Excerpts of location labeling data
*-*-*

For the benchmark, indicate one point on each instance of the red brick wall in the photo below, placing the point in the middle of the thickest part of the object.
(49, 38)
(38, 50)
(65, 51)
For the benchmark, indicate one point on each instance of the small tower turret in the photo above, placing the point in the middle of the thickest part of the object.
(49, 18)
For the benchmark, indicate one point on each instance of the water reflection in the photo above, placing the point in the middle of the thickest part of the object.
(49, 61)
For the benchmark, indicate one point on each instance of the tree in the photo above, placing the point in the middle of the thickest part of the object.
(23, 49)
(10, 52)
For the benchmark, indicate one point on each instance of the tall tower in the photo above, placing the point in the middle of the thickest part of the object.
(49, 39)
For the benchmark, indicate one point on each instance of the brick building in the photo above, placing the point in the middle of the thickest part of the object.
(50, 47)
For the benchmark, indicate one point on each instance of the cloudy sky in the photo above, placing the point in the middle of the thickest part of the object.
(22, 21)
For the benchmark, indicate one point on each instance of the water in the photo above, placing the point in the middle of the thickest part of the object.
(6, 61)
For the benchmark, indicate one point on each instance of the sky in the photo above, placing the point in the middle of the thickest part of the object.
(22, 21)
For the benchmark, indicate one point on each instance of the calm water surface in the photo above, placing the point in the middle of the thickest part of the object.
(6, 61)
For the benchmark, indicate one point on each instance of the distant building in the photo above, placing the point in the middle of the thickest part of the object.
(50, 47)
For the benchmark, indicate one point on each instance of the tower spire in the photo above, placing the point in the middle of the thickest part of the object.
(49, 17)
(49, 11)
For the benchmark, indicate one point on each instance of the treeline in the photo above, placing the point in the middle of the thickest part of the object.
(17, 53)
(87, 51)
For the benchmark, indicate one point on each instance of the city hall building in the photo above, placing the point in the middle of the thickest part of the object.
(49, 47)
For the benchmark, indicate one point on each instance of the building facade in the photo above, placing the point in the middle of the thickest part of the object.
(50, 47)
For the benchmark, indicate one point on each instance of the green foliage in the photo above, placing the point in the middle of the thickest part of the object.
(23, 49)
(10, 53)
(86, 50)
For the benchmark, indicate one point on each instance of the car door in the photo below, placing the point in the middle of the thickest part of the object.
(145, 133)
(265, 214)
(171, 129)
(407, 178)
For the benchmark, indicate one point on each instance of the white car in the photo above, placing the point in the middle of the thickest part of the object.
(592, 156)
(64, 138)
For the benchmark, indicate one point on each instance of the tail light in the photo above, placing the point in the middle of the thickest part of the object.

*-*-*

### DIRECTIVE
Copy out every line of the listing above, word for word and in the same order.

### EXERCISE RESULT
For the benchmark, indicate one point on each instance of the red brick wall in the photo below, placing the point in the middle of the thickest part of the object.
(49, 38)
(38, 50)
(65, 51)
For the benchmark, indicate one point on each instance of the small tower turret in the photo above, placing the point in the middle of the thickest part of the object.
(49, 18)
For the benchmark, indicate one point on each instance of the water reflection in the photo above, placing the point in the middle of the thickest part of the object.
(49, 61)
For the benchmark, indicate one point on each instance of the tree in the photo above, placing the point in the middle of the thickest part of the object.
(23, 49)
(10, 52)
For the benchmark, indicate one point on each instance of the tall tower in the photo above, placing the point in the middle of the thickest part of the object.
(49, 39)
For the benchmark, indicate one point on each instance of the brick building in the photo above, placing the point in the middle of the thickest part of the object.
(50, 47)
For the benchmark, indicate one point on each instance of the cloudy sky in the photo above, placing the point in the middle of the thickest part of the object.
(22, 21)
For the benchmark, indicate one point on each instance of the water in the photo above, placing the point in the middle of the thickest part of the object.
(6, 61)
For the benchmark, indicate one point on each instance of the sky in the photo above, placing the point in the middle of the thickest part of the object.
(22, 21)
For the benchmark, indicate one point on each instance of the calm water surface in the photo above, placing the point in the middle of the thickest part of the object.
(6, 61)
For the benchmark, indicate one point on each instance of the distant building in the photo above, placing the point in the middle of the thickest part of the object.
(50, 47)
For the benchmark, indicate one point on each instance of the tower spire in the photo above, placing the point in the middle of the thickest part of the object.
(49, 17)
(49, 11)
For the benchmark, indicate one point on each instance of the treeline in the photo above, placing the point in the middle of the thickest part of the object.
(17, 53)
(87, 51)
For the benchmark, indicate one point on each instance of the city hall building in the photo above, placing the point in the middle of the thickest part of the object.
(49, 47)
For the benchmark, indicate one point on each instance of the building facade in the photo above, placing the point in the middle of the thickest part of the object.
(50, 47)
For the benchmark, indicate one point on each instance of the green foliage in the photo above, placing the point in the middle of the thickest part of the object.
(23, 49)
(10, 53)
(86, 50)
For the benchmark, indicate one point on each instance of the car door in the photo below, placing the point in the middle of the thickest part of the object.
(145, 133)
(265, 214)
(171, 129)
(407, 178)
For the benchmark, indicate one point on each instance of the white car in the photo above, placing the point in the middle of the thickest part of the object.
(592, 156)
(64, 138)
For the benchmark, indicate one point on each instance of the tail light in the photo above, placing the point in the middle of the thickest part of the object.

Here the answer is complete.